▶ PASSAGE PROVIDED:
-=-=-=-=-

In her quieter moments, Victoria privately suspected that it was all a pipe dream anyway, that whatever gas was lying beneath the surface of this hollow that she and Jim were already thinking of as home was probably not enough to keep the interest of a big and important company like Cabot for very long. In all likelihood, they’d bring up their geologists, poke a few holes in the ground, and then give up and go away, and everyone could pocket their small rolls of cash, smile wistfully at each other, and say, “Oh well, we gave it a shot,” and that would be the end of it.

And in the unlikely event that Cabot actually discovered gas, Victoria assumed the drilling would be as it had been described to her, a relatively painless extraction that would cause only a comparatively minor disruption to the local environment. Certainly, it wouldn’t impinge too much, or for too long, on their lifestyle, she figured. What’s more, if Cabot’s prospecting was successful, the company would almost certainly come back to them so they could all sit down in good faith and negotiate more specific terms for the lease. They could even do it over coffee, with the gentle babbling of the brook alongside the property playing background music.

There was even something exciting about it all. Although they had never seen a gas rig in action, never set their brand-name hiking boots in the shin-deep mud of a drill site, although they didn’t know how the whole mysterious process worked back then, they were still convinced that they had a chance to be among the first of many who would be taking those first tentative steps toward throwing off the shackles of foreign energy, toward greener fuels, and ultimately toward sustainable ones. Cleaner-burning natural gas was not the whole answer, of course. It was just a start—a fuel they could use to stoke their boilers and heat their radiant floors until wind or solar or something even better came along. But for right now, they were doing something.

Ken also had his own reasons for making the decision. Though he would later claim that the landman simply wore him down, the truth was far more complicated. In a way, Ken may have had fewer illusions than Victoria about the company’s good intentions, at least as far as creating a greener world was concerned. He certainly was more realistic about how the company would view the contract it was offering.

-=-=-=-=-

▶ INFORMATION PROVIDED:
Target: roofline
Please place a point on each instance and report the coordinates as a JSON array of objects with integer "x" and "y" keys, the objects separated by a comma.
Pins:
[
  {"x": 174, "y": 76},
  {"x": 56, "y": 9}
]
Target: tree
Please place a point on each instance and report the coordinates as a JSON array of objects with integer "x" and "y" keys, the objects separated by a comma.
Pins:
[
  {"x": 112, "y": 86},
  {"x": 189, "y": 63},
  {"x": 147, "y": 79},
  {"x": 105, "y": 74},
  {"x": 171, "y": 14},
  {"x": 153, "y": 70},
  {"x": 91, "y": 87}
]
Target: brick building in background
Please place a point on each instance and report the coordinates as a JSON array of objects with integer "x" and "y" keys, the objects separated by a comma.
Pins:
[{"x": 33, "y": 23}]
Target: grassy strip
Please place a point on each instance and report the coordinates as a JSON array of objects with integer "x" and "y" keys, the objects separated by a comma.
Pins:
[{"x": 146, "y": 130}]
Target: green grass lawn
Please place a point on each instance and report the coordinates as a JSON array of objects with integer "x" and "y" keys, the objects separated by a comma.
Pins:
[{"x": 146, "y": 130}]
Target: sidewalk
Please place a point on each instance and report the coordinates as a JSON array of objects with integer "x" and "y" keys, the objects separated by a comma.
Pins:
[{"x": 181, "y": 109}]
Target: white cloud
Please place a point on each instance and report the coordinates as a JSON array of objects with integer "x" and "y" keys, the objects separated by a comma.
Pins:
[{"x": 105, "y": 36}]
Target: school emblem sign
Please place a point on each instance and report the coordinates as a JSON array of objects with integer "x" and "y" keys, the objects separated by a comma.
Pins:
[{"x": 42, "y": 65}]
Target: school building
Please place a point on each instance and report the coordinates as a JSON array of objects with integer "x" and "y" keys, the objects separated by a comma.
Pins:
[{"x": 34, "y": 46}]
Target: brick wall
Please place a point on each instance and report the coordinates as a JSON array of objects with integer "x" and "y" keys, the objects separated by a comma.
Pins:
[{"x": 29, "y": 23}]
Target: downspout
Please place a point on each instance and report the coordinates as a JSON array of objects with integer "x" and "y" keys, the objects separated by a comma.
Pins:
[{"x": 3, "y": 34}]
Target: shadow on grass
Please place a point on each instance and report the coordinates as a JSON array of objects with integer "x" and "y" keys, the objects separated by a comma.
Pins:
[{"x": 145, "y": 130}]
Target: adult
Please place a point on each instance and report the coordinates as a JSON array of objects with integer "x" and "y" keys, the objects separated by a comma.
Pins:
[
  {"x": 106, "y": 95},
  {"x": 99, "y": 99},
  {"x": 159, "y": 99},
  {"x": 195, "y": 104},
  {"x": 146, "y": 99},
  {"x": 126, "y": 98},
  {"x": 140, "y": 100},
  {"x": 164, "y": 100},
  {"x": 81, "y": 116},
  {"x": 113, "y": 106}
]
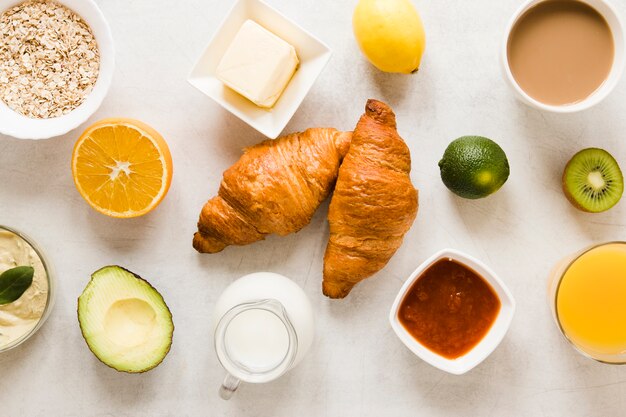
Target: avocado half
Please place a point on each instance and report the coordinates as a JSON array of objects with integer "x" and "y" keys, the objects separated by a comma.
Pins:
[{"x": 125, "y": 320}]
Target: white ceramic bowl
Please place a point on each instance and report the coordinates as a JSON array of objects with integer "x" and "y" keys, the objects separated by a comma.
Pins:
[
  {"x": 491, "y": 340},
  {"x": 22, "y": 127},
  {"x": 617, "y": 28},
  {"x": 313, "y": 55}
]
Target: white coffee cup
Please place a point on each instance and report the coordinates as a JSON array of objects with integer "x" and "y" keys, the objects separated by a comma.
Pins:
[{"x": 617, "y": 28}]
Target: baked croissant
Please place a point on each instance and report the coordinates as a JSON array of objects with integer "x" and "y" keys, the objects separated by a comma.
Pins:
[
  {"x": 275, "y": 187},
  {"x": 374, "y": 203}
]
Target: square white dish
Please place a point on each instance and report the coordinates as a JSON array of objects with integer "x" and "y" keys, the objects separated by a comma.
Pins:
[
  {"x": 312, "y": 53},
  {"x": 491, "y": 340}
]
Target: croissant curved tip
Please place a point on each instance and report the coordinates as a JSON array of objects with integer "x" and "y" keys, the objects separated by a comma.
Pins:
[
  {"x": 207, "y": 245},
  {"x": 380, "y": 111},
  {"x": 335, "y": 290}
]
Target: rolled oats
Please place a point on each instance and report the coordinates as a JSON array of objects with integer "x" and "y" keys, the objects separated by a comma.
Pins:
[{"x": 49, "y": 59}]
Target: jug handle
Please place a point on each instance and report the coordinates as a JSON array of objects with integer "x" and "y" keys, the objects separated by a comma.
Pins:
[
  {"x": 231, "y": 383},
  {"x": 229, "y": 386}
]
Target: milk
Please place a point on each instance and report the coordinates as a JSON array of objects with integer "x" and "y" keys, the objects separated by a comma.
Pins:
[
  {"x": 257, "y": 339},
  {"x": 263, "y": 326}
]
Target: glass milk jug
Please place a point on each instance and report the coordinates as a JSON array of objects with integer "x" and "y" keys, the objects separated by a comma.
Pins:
[{"x": 263, "y": 327}]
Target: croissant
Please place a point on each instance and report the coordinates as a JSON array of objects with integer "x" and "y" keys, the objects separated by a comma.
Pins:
[
  {"x": 275, "y": 187},
  {"x": 374, "y": 203}
]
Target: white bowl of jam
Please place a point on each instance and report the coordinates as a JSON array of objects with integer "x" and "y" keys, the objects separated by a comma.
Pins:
[{"x": 452, "y": 312}]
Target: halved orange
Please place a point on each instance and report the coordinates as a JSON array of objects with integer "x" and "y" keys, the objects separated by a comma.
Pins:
[{"x": 122, "y": 167}]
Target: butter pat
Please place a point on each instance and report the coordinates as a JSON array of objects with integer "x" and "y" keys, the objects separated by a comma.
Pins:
[{"x": 258, "y": 64}]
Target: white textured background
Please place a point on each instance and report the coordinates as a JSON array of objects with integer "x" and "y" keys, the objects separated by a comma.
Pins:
[{"x": 356, "y": 367}]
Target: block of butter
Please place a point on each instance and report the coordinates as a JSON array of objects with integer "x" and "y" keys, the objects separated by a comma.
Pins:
[{"x": 258, "y": 64}]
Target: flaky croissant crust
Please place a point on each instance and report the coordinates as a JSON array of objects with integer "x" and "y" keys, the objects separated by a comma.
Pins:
[
  {"x": 275, "y": 187},
  {"x": 374, "y": 203}
]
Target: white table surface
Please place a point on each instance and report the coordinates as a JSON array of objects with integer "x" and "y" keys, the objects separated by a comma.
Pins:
[{"x": 356, "y": 367}]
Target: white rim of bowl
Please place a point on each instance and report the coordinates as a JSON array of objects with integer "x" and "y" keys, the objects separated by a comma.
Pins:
[
  {"x": 598, "y": 95},
  {"x": 104, "y": 79},
  {"x": 50, "y": 277}
]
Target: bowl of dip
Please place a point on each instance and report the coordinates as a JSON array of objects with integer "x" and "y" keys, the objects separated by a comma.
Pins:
[
  {"x": 563, "y": 56},
  {"x": 452, "y": 312},
  {"x": 21, "y": 319}
]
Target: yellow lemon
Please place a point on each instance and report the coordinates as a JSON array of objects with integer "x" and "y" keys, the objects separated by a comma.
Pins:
[{"x": 390, "y": 34}]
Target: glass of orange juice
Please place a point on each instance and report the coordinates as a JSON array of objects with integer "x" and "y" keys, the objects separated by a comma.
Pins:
[{"x": 587, "y": 295}]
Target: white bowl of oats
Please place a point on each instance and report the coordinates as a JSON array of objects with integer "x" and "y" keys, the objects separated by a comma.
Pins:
[{"x": 56, "y": 65}]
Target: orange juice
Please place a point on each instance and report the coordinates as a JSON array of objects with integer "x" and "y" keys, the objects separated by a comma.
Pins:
[{"x": 590, "y": 302}]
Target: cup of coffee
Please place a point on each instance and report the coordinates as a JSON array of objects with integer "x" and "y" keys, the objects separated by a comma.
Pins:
[{"x": 564, "y": 56}]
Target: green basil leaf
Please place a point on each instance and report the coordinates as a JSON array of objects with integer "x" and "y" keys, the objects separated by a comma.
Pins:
[{"x": 14, "y": 282}]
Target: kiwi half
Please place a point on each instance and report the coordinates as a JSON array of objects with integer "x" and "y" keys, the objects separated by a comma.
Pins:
[{"x": 593, "y": 181}]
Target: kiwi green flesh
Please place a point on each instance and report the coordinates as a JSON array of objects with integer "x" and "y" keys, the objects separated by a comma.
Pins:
[{"x": 593, "y": 181}]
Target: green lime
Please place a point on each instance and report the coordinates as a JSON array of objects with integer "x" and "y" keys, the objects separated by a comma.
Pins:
[{"x": 474, "y": 167}]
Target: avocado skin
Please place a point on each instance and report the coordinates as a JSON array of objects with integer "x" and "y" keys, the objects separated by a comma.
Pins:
[{"x": 169, "y": 346}]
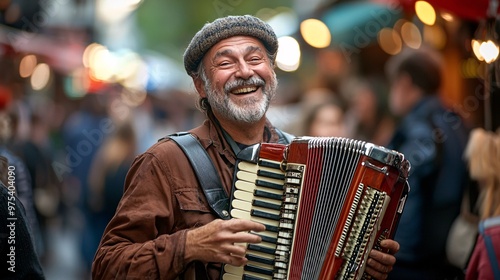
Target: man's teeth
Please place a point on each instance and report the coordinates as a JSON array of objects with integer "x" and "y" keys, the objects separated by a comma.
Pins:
[{"x": 245, "y": 90}]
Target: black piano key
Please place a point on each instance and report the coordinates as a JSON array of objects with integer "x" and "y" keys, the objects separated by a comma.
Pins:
[
  {"x": 262, "y": 249},
  {"x": 260, "y": 259},
  {"x": 253, "y": 268},
  {"x": 268, "y": 195},
  {"x": 267, "y": 205},
  {"x": 273, "y": 165},
  {"x": 270, "y": 185},
  {"x": 262, "y": 214},
  {"x": 268, "y": 174},
  {"x": 267, "y": 239},
  {"x": 250, "y": 277}
]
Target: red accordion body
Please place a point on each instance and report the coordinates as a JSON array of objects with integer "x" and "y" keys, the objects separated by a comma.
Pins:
[{"x": 326, "y": 202}]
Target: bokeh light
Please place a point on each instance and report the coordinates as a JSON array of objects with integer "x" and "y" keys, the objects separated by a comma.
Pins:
[
  {"x": 315, "y": 33},
  {"x": 411, "y": 35},
  {"x": 288, "y": 57},
  {"x": 27, "y": 65},
  {"x": 434, "y": 36},
  {"x": 40, "y": 76},
  {"x": 425, "y": 12},
  {"x": 389, "y": 41}
]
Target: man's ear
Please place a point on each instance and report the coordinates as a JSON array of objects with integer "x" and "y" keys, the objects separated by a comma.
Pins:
[{"x": 200, "y": 86}]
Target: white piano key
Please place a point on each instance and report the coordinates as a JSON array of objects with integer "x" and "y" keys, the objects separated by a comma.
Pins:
[
  {"x": 240, "y": 214},
  {"x": 238, "y": 272},
  {"x": 252, "y": 178},
  {"x": 247, "y": 196},
  {"x": 254, "y": 168},
  {"x": 247, "y": 206}
]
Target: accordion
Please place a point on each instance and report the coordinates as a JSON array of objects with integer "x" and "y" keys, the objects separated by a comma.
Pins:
[{"x": 325, "y": 202}]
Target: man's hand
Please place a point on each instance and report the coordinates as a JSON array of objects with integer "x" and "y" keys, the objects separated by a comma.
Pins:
[
  {"x": 215, "y": 241},
  {"x": 379, "y": 264}
]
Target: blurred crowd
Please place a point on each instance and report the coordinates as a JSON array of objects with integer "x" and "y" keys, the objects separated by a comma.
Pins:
[{"x": 72, "y": 155}]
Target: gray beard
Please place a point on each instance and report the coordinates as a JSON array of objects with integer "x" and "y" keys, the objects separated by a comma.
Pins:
[{"x": 249, "y": 110}]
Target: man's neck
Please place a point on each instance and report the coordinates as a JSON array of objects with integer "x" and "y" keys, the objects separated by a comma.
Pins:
[{"x": 244, "y": 133}]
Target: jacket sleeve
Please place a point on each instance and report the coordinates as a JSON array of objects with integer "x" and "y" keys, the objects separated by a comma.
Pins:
[{"x": 136, "y": 243}]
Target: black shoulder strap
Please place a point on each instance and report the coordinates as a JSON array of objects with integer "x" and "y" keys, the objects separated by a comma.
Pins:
[
  {"x": 285, "y": 138},
  {"x": 483, "y": 225},
  {"x": 205, "y": 172}
]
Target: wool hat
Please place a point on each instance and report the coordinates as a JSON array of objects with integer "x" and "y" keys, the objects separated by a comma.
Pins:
[{"x": 224, "y": 28}]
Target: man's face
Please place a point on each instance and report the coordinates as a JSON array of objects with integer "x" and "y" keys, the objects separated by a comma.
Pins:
[{"x": 240, "y": 80}]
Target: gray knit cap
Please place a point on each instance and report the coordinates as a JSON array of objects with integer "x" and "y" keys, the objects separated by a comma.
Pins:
[{"x": 223, "y": 28}]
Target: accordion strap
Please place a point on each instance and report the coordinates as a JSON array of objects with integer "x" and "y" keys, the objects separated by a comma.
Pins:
[{"x": 205, "y": 171}]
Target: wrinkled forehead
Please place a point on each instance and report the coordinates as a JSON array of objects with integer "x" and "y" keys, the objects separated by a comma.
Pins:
[{"x": 234, "y": 46}]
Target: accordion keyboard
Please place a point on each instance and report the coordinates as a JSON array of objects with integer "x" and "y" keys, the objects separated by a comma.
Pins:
[{"x": 258, "y": 197}]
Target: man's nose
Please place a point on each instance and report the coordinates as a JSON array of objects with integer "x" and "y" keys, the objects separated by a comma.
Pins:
[{"x": 245, "y": 70}]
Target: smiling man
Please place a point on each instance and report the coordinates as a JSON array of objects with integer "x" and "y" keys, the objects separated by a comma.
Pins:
[{"x": 164, "y": 227}]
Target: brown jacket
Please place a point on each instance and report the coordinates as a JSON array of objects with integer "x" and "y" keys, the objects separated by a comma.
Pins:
[{"x": 162, "y": 200}]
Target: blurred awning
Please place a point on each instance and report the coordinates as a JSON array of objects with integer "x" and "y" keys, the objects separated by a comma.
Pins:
[
  {"x": 356, "y": 24},
  {"x": 64, "y": 56},
  {"x": 466, "y": 9}
]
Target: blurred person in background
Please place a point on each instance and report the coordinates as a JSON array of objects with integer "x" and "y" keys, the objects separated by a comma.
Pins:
[
  {"x": 368, "y": 116},
  {"x": 18, "y": 255},
  {"x": 327, "y": 118},
  {"x": 433, "y": 139},
  {"x": 106, "y": 180},
  {"x": 24, "y": 190},
  {"x": 483, "y": 158},
  {"x": 35, "y": 151},
  {"x": 83, "y": 132},
  {"x": 164, "y": 227}
]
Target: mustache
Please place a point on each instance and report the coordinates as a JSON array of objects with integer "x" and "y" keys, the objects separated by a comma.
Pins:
[{"x": 253, "y": 81}]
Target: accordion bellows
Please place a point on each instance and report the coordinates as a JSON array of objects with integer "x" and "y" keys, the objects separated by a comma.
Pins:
[{"x": 325, "y": 202}]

-=-=-=-=-

Please repeat, word for word, the part of the passage about the gas lease that starts with "And in the unlikely" and goes on through "playing background music.".

And in the unlikely event that Cabot actually discovered gas, Victoria assumed the drilling would be as it had been described to her, a relatively painless extraction that would cause only a comparatively minor disruption to the local environment. Certainly, it wouldn’t impinge too much, or for too long, on their lifestyle, she figured. What’s more, if Cabot’s prospecting was successful, the company would almost certainly come back to them so they could all sit down in good faith and negotiate more specific terms for the lease. They could even do it over coffee, with the gentle babbling of the brook alongside the property playing background music.